■ **Exercise**
Reproduce word for word everything from the beginning of the entries below down to and including the line that contains "xmin=333 ymin=166 xmax=371 ymax=275". Leave out the pictures.

■ **Records for processing**
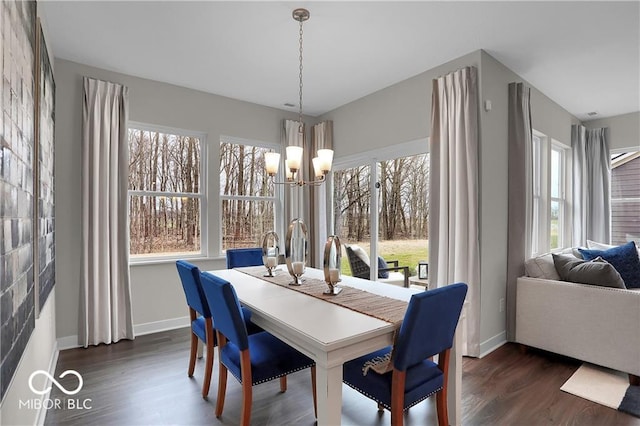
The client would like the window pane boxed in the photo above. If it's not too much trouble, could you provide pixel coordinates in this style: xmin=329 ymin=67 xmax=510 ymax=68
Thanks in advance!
xmin=221 ymin=200 xmax=275 ymax=250
xmin=333 ymin=166 xmax=371 ymax=275
xmin=551 ymin=149 xmax=562 ymax=198
xmin=129 ymin=195 xmax=200 ymax=256
xmin=129 ymin=129 xmax=201 ymax=193
xmin=611 ymin=151 xmax=640 ymax=246
xmin=549 ymin=201 xmax=561 ymax=250
xmin=220 ymin=142 xmax=275 ymax=197
xmin=378 ymin=154 xmax=429 ymax=274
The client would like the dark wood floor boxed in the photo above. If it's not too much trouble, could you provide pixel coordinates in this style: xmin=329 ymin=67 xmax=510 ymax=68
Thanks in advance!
xmin=45 ymin=329 xmax=640 ymax=426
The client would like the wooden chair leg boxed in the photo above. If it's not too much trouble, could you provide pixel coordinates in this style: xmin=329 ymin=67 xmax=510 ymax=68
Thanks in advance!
xmin=216 ymin=332 xmax=227 ymax=417
xmin=311 ymin=365 xmax=318 ymax=419
xmin=202 ymin=318 xmax=215 ymax=399
xmin=391 ymin=368 xmax=407 ymax=426
xmin=436 ymin=349 xmax=451 ymax=426
xmin=240 ymin=349 xmax=252 ymax=426
xmin=436 ymin=389 xmax=449 ymax=426
xmin=187 ymin=333 xmax=199 ymax=377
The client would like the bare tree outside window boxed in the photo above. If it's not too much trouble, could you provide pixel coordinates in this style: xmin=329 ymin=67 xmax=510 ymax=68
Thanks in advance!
xmin=333 ymin=154 xmax=429 ymax=273
xmin=220 ymin=141 xmax=278 ymax=250
xmin=129 ymin=128 xmax=202 ymax=257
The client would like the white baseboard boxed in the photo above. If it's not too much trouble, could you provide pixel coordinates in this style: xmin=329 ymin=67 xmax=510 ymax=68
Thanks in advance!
xmin=479 ymin=331 xmax=507 ymax=358
xmin=57 ymin=335 xmax=80 ymax=351
xmin=36 ymin=341 xmax=60 ymax=426
xmin=58 ymin=316 xmax=189 ymax=351
xmin=133 ymin=316 xmax=189 ymax=336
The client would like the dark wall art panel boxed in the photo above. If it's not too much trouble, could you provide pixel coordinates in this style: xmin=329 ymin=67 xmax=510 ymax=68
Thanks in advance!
xmin=0 ymin=0 xmax=36 ymax=400
xmin=36 ymin=21 xmax=56 ymax=309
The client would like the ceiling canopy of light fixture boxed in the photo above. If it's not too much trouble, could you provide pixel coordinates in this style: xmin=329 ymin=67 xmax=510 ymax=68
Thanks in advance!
xmin=264 ymin=8 xmax=333 ymax=186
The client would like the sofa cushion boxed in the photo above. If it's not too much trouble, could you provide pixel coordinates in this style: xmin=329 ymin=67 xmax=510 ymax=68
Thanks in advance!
xmin=553 ymin=254 xmax=626 ymax=288
xmin=524 ymin=253 xmax=560 ymax=281
xmin=378 ymin=256 xmax=389 ymax=278
xmin=579 ymin=241 xmax=640 ymax=288
xmin=351 ymin=244 xmax=371 ymax=266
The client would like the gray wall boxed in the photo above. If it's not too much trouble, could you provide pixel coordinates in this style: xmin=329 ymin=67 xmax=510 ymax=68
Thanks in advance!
xmin=320 ymin=50 xmax=579 ymax=353
xmin=584 ymin=112 xmax=640 ymax=150
xmin=0 ymin=7 xmax=58 ymax=425
xmin=55 ymin=59 xmax=297 ymax=347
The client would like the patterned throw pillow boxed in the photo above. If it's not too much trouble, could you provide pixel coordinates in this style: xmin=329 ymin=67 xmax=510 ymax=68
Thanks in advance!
xmin=378 ymin=256 xmax=389 ymax=278
xmin=579 ymin=241 xmax=640 ymax=288
xmin=553 ymin=254 xmax=625 ymax=288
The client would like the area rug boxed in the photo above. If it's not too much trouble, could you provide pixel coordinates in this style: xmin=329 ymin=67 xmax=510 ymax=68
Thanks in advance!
xmin=560 ymin=363 xmax=640 ymax=418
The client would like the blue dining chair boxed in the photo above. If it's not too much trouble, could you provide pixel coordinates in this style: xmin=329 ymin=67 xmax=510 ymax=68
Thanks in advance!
xmin=227 ymin=247 xmax=264 ymax=269
xmin=202 ymin=272 xmax=317 ymax=426
xmin=343 ymin=283 xmax=467 ymax=426
xmin=176 ymin=260 xmax=262 ymax=398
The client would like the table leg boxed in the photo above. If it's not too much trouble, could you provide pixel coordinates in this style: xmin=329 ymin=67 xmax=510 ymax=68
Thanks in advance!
xmin=316 ymin=365 xmax=342 ymax=426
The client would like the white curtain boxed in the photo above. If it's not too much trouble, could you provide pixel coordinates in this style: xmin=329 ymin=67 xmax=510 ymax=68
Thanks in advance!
xmin=282 ymin=120 xmax=309 ymax=225
xmin=429 ymin=67 xmax=480 ymax=356
xmin=309 ymin=121 xmax=333 ymax=268
xmin=507 ymin=83 xmax=533 ymax=341
xmin=78 ymin=77 xmax=134 ymax=347
xmin=571 ymin=124 xmax=611 ymax=247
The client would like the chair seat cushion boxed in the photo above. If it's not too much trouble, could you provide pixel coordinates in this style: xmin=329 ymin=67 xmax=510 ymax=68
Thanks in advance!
xmin=191 ymin=316 xmax=209 ymax=342
xmin=220 ymin=331 xmax=314 ymax=385
xmin=378 ymin=271 xmax=404 ymax=287
xmin=191 ymin=306 xmax=264 ymax=346
xmin=343 ymin=346 xmax=443 ymax=410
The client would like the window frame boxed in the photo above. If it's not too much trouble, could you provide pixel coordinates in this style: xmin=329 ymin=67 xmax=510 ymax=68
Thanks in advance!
xmin=529 ymin=129 xmax=572 ymax=256
xmin=326 ymin=138 xmax=430 ymax=281
xmin=127 ymin=120 xmax=209 ymax=264
xmin=215 ymin=135 xmax=285 ymax=253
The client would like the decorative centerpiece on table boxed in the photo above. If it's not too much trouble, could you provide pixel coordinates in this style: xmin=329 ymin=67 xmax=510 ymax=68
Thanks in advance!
xmin=284 ymin=218 xmax=307 ymax=285
xmin=262 ymin=231 xmax=280 ymax=277
xmin=323 ymin=235 xmax=342 ymax=296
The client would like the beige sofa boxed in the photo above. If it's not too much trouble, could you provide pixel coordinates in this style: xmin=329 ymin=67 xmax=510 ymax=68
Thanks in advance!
xmin=516 ymin=277 xmax=640 ymax=381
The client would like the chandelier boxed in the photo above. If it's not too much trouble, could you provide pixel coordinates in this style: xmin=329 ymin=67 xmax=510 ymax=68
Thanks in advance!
xmin=264 ymin=8 xmax=333 ymax=186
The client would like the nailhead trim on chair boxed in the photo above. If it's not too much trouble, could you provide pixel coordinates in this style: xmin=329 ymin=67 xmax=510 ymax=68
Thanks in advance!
xmin=343 ymin=382 xmax=442 ymax=411
xmin=223 ymin=363 xmax=315 ymax=386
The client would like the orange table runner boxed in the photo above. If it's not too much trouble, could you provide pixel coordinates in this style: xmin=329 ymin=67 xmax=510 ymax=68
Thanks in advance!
xmin=236 ymin=266 xmax=408 ymax=327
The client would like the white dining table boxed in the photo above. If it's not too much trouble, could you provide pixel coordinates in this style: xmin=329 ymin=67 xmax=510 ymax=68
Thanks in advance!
xmin=208 ymin=267 xmax=420 ymax=426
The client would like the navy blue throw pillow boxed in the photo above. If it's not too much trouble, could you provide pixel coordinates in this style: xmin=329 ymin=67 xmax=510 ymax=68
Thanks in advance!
xmin=378 ymin=256 xmax=389 ymax=278
xmin=578 ymin=241 xmax=640 ymax=288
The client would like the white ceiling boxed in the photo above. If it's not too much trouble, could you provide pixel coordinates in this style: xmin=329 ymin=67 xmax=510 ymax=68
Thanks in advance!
xmin=38 ymin=0 xmax=640 ymax=120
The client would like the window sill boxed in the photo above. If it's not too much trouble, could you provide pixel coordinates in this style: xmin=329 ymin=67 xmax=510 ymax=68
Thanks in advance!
xmin=129 ymin=256 xmax=226 ymax=268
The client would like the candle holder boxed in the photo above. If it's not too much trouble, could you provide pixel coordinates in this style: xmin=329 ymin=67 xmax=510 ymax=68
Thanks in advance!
xmin=323 ymin=235 xmax=342 ymax=296
xmin=284 ymin=219 xmax=307 ymax=285
xmin=262 ymin=231 xmax=280 ymax=277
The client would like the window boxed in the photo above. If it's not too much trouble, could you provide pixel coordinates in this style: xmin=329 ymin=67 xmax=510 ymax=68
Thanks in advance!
xmin=531 ymin=131 xmax=571 ymax=255
xmin=129 ymin=123 xmax=206 ymax=261
xmin=331 ymin=141 xmax=429 ymax=275
xmin=611 ymin=151 xmax=640 ymax=246
xmin=220 ymin=137 xmax=282 ymax=251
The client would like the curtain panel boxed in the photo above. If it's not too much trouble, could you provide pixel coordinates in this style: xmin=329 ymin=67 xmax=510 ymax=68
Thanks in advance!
xmin=309 ymin=120 xmax=333 ymax=268
xmin=506 ymin=83 xmax=533 ymax=341
xmin=78 ymin=77 xmax=134 ymax=347
xmin=282 ymin=120 xmax=311 ymax=225
xmin=571 ymin=124 xmax=611 ymax=247
xmin=429 ymin=67 xmax=480 ymax=356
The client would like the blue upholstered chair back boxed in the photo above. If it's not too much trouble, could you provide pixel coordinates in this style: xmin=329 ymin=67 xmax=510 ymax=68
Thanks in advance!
xmin=393 ymin=283 xmax=467 ymax=371
xmin=176 ymin=260 xmax=211 ymax=318
xmin=227 ymin=247 xmax=263 ymax=269
xmin=202 ymin=272 xmax=249 ymax=351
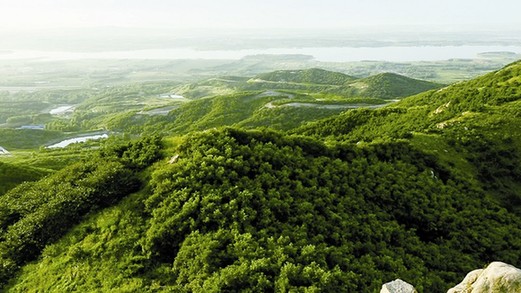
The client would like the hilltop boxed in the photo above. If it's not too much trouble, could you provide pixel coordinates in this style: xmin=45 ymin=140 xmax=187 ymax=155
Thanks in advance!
xmin=349 ymin=73 xmax=443 ymax=99
xmin=0 ymin=62 xmax=521 ymax=292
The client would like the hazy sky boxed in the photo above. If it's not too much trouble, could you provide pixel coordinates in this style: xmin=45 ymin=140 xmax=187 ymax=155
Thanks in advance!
xmin=0 ymin=0 xmax=521 ymax=30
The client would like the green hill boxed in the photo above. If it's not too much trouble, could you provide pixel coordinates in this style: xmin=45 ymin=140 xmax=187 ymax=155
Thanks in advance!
xmin=349 ymin=73 xmax=442 ymax=99
xmin=253 ymin=68 xmax=356 ymax=86
xmin=0 ymin=62 xmax=521 ymax=292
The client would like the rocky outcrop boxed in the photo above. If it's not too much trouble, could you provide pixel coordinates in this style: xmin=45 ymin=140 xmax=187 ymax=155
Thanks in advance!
xmin=380 ymin=279 xmax=417 ymax=293
xmin=447 ymin=262 xmax=521 ymax=293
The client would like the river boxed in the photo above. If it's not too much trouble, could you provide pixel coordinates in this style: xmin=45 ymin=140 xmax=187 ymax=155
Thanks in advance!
xmin=47 ymin=133 xmax=109 ymax=149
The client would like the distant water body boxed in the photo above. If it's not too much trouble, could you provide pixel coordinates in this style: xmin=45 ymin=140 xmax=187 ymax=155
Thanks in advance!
xmin=0 ymin=46 xmax=521 ymax=62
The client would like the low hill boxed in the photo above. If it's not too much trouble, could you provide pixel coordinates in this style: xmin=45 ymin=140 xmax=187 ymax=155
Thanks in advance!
xmin=349 ymin=73 xmax=443 ymax=99
xmin=0 ymin=62 xmax=521 ymax=292
xmin=253 ymin=68 xmax=356 ymax=85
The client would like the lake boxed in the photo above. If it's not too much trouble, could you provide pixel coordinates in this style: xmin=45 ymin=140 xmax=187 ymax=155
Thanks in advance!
xmin=47 ymin=133 xmax=109 ymax=149
xmin=0 ymin=45 xmax=521 ymax=62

■ **Answer for the task**
The client would like the window pane boxed in the photo above. If it's not too much trouble, could you provide pixel coordinates in this style: xmin=329 ymin=67 xmax=510 ymax=68
Thanks in advance!
xmin=221 ymin=200 xmax=275 ymax=250
xmin=333 ymin=166 xmax=371 ymax=275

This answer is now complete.